■ **Task directions**
Rewrite the review of Wit between "Twenty-one years ago, Margret" and "of course, wit.", inclusive, putting "minds" in place of "hearts".

Text segment Block Start

Twenty-one years ago, Margret Edson wrote a play drawing on her few years of work in a cancer and AIDS research hospital. Four years later, the piece was placed on stage and has gone on to touch the souls and hearts of millions around the world. Exploring the themes of life, death, and a laugh, Wit finally gets the star treatment that it deserves - a Broadway theatre and a mega star actress. Cynthia Nixon pulls out all of the stops (returning to the Manhattan Theatre Club after winning a Tony Award for Rabbit Hole) to deliver a truly beautiful performance full of heart, soul, and, of course, wit.
Vivian Bearing, Ph.D., a strong, educated woman, has just been given only two hours to give one last lecture before her stage four ovarian cancer takes over. Taking the audience on a journey of her life, her childhood, college life, and career all come into focus in order to better understand how life ultimately leads to death. From a young age, Vivian is fascinated by words - each word has a meaning and is very clear. This love carries her forward to study the works of poet John Donne and eventually teach his Holy Sonnets as a poetry professor. It is soon discovered that all of her knowledge on Donne and words will not help as much as she may have wanted when the studier becomes the studied. It is now up to Vivian to piece together the meaning of life before her time runs out.

Text segment Block End
Extracted material Block Start

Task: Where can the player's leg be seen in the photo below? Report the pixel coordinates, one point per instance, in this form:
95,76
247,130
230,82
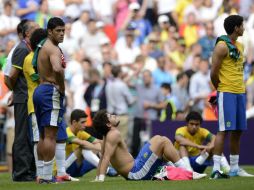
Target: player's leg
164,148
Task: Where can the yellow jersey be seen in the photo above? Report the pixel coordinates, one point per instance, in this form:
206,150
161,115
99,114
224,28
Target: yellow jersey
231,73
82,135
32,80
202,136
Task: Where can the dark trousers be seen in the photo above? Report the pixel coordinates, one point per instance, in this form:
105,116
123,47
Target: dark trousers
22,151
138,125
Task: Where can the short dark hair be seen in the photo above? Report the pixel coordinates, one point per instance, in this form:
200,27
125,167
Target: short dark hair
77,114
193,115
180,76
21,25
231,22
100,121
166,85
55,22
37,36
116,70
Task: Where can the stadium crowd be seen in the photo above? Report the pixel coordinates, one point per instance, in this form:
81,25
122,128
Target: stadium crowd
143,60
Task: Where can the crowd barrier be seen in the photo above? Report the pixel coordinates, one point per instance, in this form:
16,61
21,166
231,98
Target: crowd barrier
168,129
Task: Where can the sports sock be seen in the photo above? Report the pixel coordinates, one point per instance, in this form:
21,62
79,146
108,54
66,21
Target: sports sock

Extracted material Block End
Extracted material Block Start

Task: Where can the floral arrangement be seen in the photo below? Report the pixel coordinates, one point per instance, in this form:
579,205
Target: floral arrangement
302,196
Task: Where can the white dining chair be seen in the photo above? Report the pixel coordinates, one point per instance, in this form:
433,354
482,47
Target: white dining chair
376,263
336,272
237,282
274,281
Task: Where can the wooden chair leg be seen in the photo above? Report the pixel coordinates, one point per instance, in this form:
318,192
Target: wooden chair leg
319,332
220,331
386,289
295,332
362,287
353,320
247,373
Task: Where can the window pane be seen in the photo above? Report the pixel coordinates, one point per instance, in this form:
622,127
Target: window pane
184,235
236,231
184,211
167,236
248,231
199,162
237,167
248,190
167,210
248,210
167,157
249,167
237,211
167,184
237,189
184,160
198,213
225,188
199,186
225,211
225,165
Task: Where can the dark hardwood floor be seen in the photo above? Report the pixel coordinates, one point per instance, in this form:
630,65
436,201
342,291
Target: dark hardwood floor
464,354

Extracted material Block End
Extracted material Block Start

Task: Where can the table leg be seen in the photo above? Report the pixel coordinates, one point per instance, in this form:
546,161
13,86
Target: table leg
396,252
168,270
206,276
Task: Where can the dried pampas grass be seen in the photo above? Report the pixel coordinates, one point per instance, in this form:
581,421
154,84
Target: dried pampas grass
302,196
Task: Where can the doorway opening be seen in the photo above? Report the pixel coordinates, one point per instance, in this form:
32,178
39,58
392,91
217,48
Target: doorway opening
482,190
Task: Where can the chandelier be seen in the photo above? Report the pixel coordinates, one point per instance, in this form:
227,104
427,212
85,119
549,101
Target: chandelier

Extracted material Block End

■ **Task solution**
Twenty-one years ago, Margret Edson wrote a play drawing on her few years of work in a cancer and AIDS research hospital. Four years later, the piece was placed on stage and has gone on to touch the souls and minds of millions around the world. Exploring the themes of life, death, and a laugh, Wit finally gets the star treatment that it deserves - a Broadway theatre and a mega star actress. Cynthia Nixon pulls out all of the stops (returning to the Manhattan Theatre Club after winning a Tony Award for Rabbit Hole) to deliver a truly beautiful performance full of heart, soul, and, of course, wit.